▶ _Objective_:
Starting at the line that contains "hair. Write the coordinates, one line per instance.", copy each line through the final one exactly as written.

▶ _Supplied entries_:
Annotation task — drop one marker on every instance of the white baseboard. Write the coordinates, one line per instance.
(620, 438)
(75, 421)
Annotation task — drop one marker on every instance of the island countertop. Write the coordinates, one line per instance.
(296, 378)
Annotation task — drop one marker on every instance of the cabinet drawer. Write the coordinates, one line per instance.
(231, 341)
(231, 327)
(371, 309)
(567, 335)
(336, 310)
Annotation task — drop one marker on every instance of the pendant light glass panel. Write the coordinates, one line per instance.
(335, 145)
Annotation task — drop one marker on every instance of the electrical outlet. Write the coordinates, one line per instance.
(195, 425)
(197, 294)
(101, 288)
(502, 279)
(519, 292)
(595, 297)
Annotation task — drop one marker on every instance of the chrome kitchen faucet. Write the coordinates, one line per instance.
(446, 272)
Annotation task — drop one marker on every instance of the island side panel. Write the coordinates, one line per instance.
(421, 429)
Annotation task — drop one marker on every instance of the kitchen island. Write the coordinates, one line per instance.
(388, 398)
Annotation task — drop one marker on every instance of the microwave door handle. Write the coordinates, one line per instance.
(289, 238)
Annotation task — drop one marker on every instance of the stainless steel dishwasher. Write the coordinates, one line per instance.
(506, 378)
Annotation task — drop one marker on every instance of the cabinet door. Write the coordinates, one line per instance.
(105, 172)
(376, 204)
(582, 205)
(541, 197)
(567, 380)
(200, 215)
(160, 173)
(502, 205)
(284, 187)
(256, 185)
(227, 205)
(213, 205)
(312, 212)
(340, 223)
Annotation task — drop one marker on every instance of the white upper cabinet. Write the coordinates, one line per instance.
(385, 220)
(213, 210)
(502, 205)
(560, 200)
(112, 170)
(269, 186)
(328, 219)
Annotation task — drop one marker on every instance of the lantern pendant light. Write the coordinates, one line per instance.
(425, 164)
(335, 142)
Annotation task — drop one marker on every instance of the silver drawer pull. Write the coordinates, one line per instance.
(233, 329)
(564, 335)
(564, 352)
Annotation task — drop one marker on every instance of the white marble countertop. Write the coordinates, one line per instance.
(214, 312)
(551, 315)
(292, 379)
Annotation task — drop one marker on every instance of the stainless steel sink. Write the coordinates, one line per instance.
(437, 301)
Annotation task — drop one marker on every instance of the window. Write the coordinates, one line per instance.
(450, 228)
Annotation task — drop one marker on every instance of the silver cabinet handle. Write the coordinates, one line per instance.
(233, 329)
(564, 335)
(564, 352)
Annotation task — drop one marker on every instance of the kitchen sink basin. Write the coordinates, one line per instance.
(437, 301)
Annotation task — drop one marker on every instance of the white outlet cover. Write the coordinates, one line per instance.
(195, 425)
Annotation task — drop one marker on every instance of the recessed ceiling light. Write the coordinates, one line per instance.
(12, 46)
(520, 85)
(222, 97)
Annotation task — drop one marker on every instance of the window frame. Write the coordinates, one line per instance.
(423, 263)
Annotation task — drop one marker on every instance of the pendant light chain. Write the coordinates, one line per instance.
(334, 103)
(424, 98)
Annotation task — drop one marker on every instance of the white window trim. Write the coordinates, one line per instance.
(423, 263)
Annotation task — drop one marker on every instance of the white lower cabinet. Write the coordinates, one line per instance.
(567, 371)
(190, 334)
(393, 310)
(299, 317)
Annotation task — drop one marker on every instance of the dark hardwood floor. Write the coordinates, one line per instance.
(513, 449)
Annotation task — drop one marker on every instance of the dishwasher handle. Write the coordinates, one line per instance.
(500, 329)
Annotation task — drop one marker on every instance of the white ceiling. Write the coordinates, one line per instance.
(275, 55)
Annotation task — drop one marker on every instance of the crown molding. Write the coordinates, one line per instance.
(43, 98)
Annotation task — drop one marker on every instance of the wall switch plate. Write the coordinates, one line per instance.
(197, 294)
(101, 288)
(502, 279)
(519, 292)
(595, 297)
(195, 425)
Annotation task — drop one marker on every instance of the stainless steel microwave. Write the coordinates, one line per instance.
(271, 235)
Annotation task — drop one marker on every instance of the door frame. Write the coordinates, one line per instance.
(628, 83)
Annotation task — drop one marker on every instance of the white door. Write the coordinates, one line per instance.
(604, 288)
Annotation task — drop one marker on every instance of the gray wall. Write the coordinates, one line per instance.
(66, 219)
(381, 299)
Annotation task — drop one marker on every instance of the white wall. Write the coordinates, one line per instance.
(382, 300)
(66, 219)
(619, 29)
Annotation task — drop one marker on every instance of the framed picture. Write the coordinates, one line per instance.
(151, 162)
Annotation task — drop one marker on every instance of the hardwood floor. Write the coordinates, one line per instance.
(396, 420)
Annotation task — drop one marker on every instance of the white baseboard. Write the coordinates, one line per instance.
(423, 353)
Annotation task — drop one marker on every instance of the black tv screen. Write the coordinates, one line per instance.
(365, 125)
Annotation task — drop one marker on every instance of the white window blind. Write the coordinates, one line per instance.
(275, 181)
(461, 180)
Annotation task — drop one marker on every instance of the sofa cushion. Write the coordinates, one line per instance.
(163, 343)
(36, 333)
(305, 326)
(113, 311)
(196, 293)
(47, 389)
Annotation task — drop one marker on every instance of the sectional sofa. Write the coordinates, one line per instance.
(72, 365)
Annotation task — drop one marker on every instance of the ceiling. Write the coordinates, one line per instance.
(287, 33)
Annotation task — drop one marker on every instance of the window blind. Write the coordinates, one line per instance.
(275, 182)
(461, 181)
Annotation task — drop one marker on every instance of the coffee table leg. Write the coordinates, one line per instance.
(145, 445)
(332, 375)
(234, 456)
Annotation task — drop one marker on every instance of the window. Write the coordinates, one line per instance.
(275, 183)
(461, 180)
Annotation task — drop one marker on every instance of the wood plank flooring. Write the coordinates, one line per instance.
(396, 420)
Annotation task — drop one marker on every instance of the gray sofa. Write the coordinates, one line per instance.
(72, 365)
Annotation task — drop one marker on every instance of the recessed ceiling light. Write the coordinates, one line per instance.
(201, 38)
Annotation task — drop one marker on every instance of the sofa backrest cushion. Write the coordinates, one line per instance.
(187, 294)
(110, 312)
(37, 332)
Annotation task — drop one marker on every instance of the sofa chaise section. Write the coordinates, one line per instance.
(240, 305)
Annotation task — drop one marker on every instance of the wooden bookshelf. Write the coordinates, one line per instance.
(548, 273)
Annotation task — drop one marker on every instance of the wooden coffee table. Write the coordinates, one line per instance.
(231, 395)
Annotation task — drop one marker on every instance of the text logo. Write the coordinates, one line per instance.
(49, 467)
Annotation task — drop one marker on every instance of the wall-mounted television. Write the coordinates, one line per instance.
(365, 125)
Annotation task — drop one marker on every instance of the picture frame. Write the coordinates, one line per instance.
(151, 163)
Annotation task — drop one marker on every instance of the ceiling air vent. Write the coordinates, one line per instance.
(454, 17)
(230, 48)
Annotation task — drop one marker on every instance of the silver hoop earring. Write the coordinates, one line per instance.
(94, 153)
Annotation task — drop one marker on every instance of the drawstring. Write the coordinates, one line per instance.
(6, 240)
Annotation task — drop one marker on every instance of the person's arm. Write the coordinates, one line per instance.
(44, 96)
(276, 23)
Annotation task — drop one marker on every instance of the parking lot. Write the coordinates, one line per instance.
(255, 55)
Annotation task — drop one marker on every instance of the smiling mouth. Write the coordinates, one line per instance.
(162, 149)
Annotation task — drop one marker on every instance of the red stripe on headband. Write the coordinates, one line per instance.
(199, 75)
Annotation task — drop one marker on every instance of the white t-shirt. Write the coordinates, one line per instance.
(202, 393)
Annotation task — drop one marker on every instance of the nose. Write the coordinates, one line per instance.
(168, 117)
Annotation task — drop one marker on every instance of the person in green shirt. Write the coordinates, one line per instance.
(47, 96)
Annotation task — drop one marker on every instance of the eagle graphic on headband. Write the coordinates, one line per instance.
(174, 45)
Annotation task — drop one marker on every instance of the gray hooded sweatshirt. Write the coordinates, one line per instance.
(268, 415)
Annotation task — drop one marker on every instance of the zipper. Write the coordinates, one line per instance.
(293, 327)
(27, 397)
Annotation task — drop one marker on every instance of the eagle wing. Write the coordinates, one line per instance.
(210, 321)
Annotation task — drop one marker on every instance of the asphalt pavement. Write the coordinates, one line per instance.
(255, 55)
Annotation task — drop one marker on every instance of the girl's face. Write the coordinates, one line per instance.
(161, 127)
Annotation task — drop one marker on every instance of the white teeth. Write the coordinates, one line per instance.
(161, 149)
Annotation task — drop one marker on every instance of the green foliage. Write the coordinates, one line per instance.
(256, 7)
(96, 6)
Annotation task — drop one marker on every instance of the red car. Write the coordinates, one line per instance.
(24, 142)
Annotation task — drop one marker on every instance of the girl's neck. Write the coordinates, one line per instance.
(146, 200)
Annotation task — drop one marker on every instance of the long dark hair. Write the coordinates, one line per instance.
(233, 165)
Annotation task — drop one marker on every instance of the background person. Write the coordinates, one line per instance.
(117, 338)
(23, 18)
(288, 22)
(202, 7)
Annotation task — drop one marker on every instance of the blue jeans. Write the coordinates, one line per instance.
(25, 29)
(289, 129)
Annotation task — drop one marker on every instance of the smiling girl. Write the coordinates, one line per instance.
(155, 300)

▶ _Exercise response_:
Annotation task — drop one marker on every instance of the long dark hair. Write the coordinates, one line per instance.
(233, 165)
Annotation task — drop one marker on every instance of the background person. Write the coordinates, one line per instance.
(117, 338)
(23, 18)
(288, 22)
(202, 7)
Annotation task — drop one marker on every instance of the blue jeans. Write the coordinates, one line per instance.
(25, 29)
(289, 129)
Annotation task — drop one marker on every instance of the smiling girl. Write the coordinates, one line per instance.
(155, 300)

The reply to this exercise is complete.